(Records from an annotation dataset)

— Begin —

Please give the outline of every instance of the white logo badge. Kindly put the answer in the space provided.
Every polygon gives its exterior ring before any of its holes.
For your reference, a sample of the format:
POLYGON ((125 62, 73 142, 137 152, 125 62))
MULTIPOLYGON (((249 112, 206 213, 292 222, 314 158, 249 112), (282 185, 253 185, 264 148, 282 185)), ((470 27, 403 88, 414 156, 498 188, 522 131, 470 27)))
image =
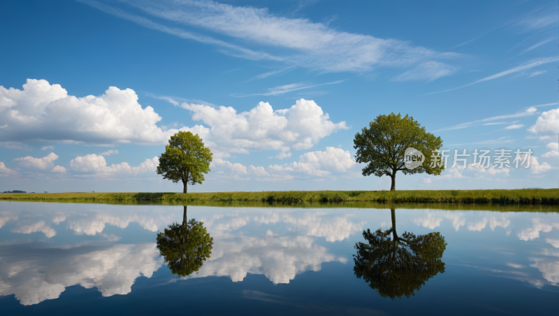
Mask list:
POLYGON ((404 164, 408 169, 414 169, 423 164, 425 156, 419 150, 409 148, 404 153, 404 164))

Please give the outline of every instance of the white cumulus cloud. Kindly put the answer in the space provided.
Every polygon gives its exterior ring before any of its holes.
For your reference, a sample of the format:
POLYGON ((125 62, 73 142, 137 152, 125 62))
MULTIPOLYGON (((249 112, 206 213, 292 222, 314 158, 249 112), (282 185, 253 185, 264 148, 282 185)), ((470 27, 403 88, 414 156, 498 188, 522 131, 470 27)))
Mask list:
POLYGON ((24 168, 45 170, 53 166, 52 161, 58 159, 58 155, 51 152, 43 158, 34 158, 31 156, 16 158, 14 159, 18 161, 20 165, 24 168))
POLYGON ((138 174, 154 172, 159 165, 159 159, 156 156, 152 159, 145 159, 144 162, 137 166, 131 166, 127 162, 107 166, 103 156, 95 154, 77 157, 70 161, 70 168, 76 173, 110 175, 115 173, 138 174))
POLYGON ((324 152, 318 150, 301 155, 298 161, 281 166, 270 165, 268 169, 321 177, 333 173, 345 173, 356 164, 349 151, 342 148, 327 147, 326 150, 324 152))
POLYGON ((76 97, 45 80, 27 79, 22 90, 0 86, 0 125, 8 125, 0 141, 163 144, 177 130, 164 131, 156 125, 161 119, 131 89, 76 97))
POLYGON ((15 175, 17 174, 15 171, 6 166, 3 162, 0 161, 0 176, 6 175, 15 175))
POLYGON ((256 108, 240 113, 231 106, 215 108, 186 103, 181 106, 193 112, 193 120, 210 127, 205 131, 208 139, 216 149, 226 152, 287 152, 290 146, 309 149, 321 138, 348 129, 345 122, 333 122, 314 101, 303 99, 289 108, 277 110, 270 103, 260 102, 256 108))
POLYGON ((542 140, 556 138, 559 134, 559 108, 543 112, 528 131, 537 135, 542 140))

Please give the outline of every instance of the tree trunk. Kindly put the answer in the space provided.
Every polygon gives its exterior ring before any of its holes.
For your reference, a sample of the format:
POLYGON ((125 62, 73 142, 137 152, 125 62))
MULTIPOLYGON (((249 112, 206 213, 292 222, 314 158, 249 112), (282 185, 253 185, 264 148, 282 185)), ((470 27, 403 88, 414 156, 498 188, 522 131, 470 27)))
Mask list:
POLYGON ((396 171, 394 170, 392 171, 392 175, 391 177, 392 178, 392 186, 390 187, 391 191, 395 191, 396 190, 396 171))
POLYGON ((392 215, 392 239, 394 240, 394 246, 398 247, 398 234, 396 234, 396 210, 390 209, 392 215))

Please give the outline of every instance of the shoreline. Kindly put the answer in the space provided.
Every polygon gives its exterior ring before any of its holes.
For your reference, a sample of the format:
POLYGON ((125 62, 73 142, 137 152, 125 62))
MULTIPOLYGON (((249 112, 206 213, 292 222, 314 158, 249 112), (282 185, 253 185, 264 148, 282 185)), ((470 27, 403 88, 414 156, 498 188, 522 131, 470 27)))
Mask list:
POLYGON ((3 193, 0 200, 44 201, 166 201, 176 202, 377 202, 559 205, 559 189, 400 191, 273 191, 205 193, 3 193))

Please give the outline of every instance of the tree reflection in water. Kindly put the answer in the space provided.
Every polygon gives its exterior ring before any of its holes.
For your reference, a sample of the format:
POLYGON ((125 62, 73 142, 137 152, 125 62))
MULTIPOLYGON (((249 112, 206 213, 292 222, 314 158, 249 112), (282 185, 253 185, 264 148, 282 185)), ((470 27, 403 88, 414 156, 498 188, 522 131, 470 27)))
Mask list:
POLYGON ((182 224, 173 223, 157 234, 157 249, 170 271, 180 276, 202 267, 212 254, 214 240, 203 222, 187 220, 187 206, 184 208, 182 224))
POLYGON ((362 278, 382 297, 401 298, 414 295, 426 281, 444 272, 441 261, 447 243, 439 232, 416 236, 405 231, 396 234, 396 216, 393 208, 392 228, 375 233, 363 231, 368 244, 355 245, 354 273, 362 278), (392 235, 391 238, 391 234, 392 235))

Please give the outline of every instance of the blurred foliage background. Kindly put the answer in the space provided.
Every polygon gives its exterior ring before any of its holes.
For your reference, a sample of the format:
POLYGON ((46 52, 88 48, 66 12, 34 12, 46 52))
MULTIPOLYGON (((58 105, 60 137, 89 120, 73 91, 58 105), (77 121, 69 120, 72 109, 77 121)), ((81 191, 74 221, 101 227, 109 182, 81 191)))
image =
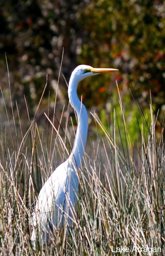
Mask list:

— End —

● **Aim**
Copy the lines above word for word, leaving out the pictures.

● **Output for this task**
Please give the outline of every instance of the white logo badge. Kindly put the answer in the space provided.
Every polygon gives its exterior ring before any of its holes.
For your reference, a sample of the format:
POLYGON ((125 62, 73 142, 137 152, 125 62))
MULTIPOLYGON (((249 112, 206 213, 292 222, 314 158, 249 112), (282 185, 253 185, 264 148, 282 185)), ((470 27, 403 88, 414 156, 498 188, 522 131, 470 27)))
image =
Mask list:
POLYGON ((404 164, 408 169, 414 169, 423 164, 425 156, 419 150, 409 148, 404 153, 404 164))

Please give the outline of every instance of the white cumulus cloud. Kindly put the answer in the space provided.
Every polygon gives its exterior ring before any of its holes.
For your reference, a sample of the format:
POLYGON ((125 62, 73 142, 137 152, 125 62))
MULTIPOLYGON (((249 112, 206 213, 292 222, 314 158, 249 112), (282 185, 253 185, 264 148, 282 185)), ((470 27, 403 88, 414 156, 498 188, 522 131, 470 27)))
Mask list:
POLYGON ((24 168, 45 170, 53 166, 52 161, 58 159, 58 155, 51 152, 43 158, 34 158, 31 156, 16 158, 14 159, 18 161, 20 165, 24 168))
POLYGON ((138 174, 154 172, 159 165, 159 159, 156 156, 152 159, 145 159, 144 162, 137 166, 131 166, 127 162, 107 166, 103 156, 95 154, 77 157, 70 161, 70 168, 76 173, 110 175, 115 173, 138 174))
POLYGON ((324 152, 318 150, 301 155, 298 161, 281 166, 270 165, 268 169, 321 177, 333 173, 345 173, 356 164, 349 151, 342 148, 327 147, 326 150, 324 152))
POLYGON ((76 97, 45 80, 27 79, 22 90, 0 86, 0 125, 8 125, 0 141, 163 144, 177 130, 164 131, 156 125, 161 119, 131 89, 76 97))
POLYGON ((15 175, 17 174, 15 171, 6 166, 3 162, 0 161, 0 176, 6 175, 15 175))
POLYGON ((256 108, 240 113, 231 106, 215 108, 186 103, 181 106, 193 112, 193 120, 210 127, 205 131, 208 139, 216 149, 226 152, 287 152, 290 146, 309 149, 321 138, 348 129, 345 122, 333 122, 314 101, 303 99, 289 108, 277 110, 270 103, 260 102, 256 108))
POLYGON ((542 140, 556 138, 559 134, 559 108, 543 112, 528 131, 537 135, 542 140))

Please give the outline of every instance of the tree trunk. Kindly put the answer in the space provided.
Every polygon gives its exterior ring before any of its holes.
For your reference, a sample of the format:
POLYGON ((125 62, 73 142, 137 152, 125 62))
MULTIPOLYGON (((249 112, 206 213, 292 222, 314 158, 249 112), (282 185, 253 185, 264 148, 282 185)), ((470 27, 403 88, 414 156, 498 188, 522 131, 470 27)))
Mask list:
POLYGON ((396 171, 394 170, 392 171, 392 175, 391 177, 392 178, 392 186, 390 187, 391 191, 395 191, 396 190, 396 171))
POLYGON ((392 215, 392 239, 394 240, 394 246, 398 247, 398 234, 396 234, 396 210, 390 209, 392 215))

Please give the outline of every instance of the shoreline. Kindly put the answer in the space provided.
Every polygon gives its exterior ring before any of its holes.
For your reference, a sample of the format:
POLYGON ((125 62, 73 142, 137 152, 125 62))
MULTIPOLYGON (((249 112, 206 213, 292 222, 314 158, 249 112), (282 185, 253 185, 264 148, 282 185)), ((470 27, 403 88, 414 156, 498 188, 522 131, 470 27)))
Mask list:
POLYGON ((3 193, 0 200, 44 201, 166 201, 176 202, 377 202, 559 205, 559 189, 400 191, 273 191, 205 193, 3 193))

Please give the outline of every instance of the tree reflection in water. Kindly put the answer in the space provided.
Every polygon gives its exterior ring before any of its holes.
For your reference, a sample of the format:
POLYGON ((125 62, 73 142, 137 152, 125 62))
MULTIPOLYGON (((249 112, 206 213, 292 222, 314 158, 249 112), (282 185, 253 185, 264 148, 282 185)), ((470 27, 403 88, 414 156, 498 188, 522 131, 470 27)))
Mask list:
POLYGON ((182 224, 173 223, 157 234, 157 249, 170 271, 180 276, 202 267, 212 254, 214 240, 203 222, 187 220, 187 206, 184 208, 182 224))
POLYGON ((362 278, 382 297, 401 298, 414 295, 426 281, 444 272, 441 261, 447 243, 439 232, 416 236, 405 231, 396 234, 396 216, 393 208, 392 228, 375 233, 363 231, 368 244, 355 245, 354 273, 362 278), (392 235, 391 238, 391 234, 392 235))

Please give the outline of every instance of the blurred foliage background. Kindly put the answer in the space provided.
Every polygon gives its exterior ring before any of its holes.
For your reference, a sample of the format:
POLYGON ((46 52, 88 48, 66 12, 34 12, 46 52))
MULTIPOLYGON (((58 105, 60 137, 89 120, 73 91, 58 105), (77 121, 69 120, 72 109, 77 121)), ((81 191, 74 221, 101 227, 109 182, 81 191)))
image =
Mask list:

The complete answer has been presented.